§ **Location identification items**
====================

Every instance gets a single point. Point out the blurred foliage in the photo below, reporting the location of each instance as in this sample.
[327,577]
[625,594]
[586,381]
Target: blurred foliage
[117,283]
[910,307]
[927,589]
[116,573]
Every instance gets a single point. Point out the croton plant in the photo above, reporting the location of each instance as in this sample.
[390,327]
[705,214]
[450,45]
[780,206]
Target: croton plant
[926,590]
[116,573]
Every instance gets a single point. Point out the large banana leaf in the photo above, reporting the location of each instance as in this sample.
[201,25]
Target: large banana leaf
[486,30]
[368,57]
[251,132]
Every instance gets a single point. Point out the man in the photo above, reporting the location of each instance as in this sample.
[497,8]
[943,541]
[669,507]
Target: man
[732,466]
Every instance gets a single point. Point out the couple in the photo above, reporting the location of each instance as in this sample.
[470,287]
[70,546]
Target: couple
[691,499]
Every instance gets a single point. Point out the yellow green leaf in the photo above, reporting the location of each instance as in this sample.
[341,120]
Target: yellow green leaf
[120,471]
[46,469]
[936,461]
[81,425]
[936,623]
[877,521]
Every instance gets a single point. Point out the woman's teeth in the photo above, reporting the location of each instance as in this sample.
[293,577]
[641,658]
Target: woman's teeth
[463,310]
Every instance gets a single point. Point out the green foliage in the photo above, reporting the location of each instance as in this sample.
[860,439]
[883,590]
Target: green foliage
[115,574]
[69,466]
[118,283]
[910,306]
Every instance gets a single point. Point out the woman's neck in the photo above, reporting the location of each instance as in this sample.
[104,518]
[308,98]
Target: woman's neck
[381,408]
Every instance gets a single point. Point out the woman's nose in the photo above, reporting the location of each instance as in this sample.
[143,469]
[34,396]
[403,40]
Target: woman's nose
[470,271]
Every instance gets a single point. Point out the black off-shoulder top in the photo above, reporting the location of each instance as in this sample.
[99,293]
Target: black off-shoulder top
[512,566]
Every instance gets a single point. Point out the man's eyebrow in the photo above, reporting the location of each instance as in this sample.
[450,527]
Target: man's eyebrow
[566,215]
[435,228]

====================

§ **Your objective**
Copy out all the entries shown above, character for character.

§ **Solved exercise**
Every instance gets a single point. Point out the blurred foliage in the photo below, reporting the location of each instance as in this sample.
[327,577]
[625,594]
[586,381]
Target: blurred foliage
[117,283]
[910,307]
[927,589]
[116,573]
Every instance gets a single point. Point out the croton plant in the photo above, reporting the location of each instance as in this sample.
[390,327]
[705,214]
[450,45]
[780,206]
Target: croton plant
[926,590]
[116,573]
Every instance gets a single point. Point out the large banana leaf in the photo above, reporting the location of each instance as in this sample.
[201,25]
Target: large banana leaf
[486,30]
[368,57]
[251,132]
Every instance gets a single point. Point out the man in the photo above, reporting the location of each instance as in this sample.
[497,8]
[943,541]
[669,507]
Target: man
[732,466]
Every instance gets a single point. Point out the couple in the photo above, reporting the location of each instance as in this sample.
[470,287]
[70,546]
Target: couple
[691,499]
Every instance gets a single point. Point out the yellow green leaf in the photo above, reporting the location of each instance as in this sample.
[341,120]
Target: yellow green leaf
[120,471]
[46,469]
[936,461]
[81,425]
[936,623]
[877,521]
Every instance gets a single point. Point out the woman's teeth in the photo above, reporting the location of each instance as in this sample.
[293,577]
[641,658]
Target: woman's teeth
[463,310]
Every instance gets a single point. Point out the green foliage in the photo above, reporting the location of each instance as in this sample.
[860,439]
[883,590]
Target: green foliage
[115,574]
[69,466]
[118,283]
[910,306]
Every instance gets a single point. Point out the woman's neck in the photo above, reporting the location of each instance as in this sample.
[104,518]
[308,98]
Target: woman's neck
[381,408]
Every instance gets a single point. Point out the woman's nose in the photo above, reporting the location of each instance as in this sample.
[143,469]
[34,396]
[403,40]
Target: woman's nose
[470,271]
Every instance gets a single point. Point out the black off-shoulder top in the photo above, reporting the location of each instance as in this sample.
[99,293]
Target: black off-shoulder top
[512,566]
Every instance gets a single point. Point out the man's eyebrow in the photo above, reporting the location of each instance as in this sample.
[450,527]
Target: man's eyebrow
[566,215]
[435,228]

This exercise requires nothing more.